Write out the records below as a numbered list, starting at the line that contains "Shelf-audit tagging: put a marker on the shark dorsal" and running through the end of the records, with both ends included and blank lines left out.

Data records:
☆ ☆ ☆ ☆ ☆ ☆ ☆
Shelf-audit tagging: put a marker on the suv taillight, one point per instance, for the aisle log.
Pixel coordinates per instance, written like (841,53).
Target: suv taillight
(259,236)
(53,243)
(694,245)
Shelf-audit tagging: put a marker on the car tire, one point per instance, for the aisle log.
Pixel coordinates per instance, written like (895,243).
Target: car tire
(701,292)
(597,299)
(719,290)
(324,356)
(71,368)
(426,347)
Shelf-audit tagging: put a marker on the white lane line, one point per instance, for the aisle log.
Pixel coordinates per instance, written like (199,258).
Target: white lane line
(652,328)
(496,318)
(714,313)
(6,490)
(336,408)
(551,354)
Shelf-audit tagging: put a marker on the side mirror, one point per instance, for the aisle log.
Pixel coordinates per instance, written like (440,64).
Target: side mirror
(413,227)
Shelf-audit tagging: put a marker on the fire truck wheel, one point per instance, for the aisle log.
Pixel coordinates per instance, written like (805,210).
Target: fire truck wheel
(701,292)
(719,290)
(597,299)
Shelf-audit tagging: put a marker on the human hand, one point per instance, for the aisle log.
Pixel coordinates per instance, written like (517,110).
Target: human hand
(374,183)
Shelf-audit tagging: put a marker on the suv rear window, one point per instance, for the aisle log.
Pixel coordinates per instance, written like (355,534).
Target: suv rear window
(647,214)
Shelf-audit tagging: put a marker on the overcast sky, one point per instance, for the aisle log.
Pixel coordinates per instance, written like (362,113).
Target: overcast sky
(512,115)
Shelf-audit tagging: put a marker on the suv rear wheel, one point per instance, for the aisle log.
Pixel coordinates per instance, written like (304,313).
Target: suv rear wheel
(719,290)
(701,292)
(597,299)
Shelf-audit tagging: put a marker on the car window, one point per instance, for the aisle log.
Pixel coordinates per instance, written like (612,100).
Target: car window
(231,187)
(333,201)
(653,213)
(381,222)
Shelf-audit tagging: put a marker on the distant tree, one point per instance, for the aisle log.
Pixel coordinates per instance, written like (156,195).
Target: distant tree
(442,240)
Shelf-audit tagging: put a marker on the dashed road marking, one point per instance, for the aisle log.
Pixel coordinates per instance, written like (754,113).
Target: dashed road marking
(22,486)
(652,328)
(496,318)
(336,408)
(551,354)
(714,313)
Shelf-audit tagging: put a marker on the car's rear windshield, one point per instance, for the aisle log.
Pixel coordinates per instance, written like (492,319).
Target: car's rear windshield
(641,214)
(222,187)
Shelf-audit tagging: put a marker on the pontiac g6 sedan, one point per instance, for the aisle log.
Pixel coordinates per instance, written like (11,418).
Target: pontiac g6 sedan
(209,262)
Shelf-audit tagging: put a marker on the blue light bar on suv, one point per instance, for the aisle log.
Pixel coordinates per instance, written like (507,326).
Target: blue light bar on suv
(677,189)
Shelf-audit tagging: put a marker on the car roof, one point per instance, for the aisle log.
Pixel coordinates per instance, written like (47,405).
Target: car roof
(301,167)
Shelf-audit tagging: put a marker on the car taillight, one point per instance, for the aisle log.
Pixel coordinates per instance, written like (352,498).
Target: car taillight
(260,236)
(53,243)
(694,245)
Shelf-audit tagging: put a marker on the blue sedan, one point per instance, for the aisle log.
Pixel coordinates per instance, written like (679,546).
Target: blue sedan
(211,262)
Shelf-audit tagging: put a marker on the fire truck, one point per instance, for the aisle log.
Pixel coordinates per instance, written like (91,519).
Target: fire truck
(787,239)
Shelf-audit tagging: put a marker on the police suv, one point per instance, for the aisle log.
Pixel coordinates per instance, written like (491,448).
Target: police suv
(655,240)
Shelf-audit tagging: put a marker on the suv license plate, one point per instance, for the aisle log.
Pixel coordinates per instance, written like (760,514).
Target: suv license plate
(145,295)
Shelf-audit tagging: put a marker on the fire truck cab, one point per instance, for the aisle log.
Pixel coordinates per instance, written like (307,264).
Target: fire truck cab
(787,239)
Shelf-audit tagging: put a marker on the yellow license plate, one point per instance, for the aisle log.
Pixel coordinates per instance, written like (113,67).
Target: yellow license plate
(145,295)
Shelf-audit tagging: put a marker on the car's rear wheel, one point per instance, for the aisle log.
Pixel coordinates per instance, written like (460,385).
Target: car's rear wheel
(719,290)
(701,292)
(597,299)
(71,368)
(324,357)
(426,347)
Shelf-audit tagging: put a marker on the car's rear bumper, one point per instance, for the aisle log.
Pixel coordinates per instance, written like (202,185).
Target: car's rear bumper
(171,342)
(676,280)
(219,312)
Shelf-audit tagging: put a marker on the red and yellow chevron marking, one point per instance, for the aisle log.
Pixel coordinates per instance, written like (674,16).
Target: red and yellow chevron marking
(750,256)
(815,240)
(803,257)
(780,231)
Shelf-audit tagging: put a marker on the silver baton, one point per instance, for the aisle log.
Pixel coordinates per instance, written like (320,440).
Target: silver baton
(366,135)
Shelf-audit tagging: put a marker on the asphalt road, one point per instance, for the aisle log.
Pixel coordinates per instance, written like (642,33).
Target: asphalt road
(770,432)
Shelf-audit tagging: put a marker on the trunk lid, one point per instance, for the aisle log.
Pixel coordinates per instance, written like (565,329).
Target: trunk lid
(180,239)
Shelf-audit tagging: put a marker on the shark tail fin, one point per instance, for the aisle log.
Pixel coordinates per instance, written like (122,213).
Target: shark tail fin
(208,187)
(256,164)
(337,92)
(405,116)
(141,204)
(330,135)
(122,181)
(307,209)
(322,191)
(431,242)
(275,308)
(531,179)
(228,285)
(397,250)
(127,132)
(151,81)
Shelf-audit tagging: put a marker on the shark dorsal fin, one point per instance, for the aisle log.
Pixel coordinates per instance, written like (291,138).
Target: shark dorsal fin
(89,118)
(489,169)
☆ ☆ ☆ ☆ ☆ ☆ ☆
> [Result for this task]
1. Shelf-audit tagging: put a marker on the shark dorsal fin, one point per instance, for the aisle log.
2. Pixel coordinates per instance, written like (291,138).
3. Target: shark dorsal fin
4. (89,118)
5. (489,169)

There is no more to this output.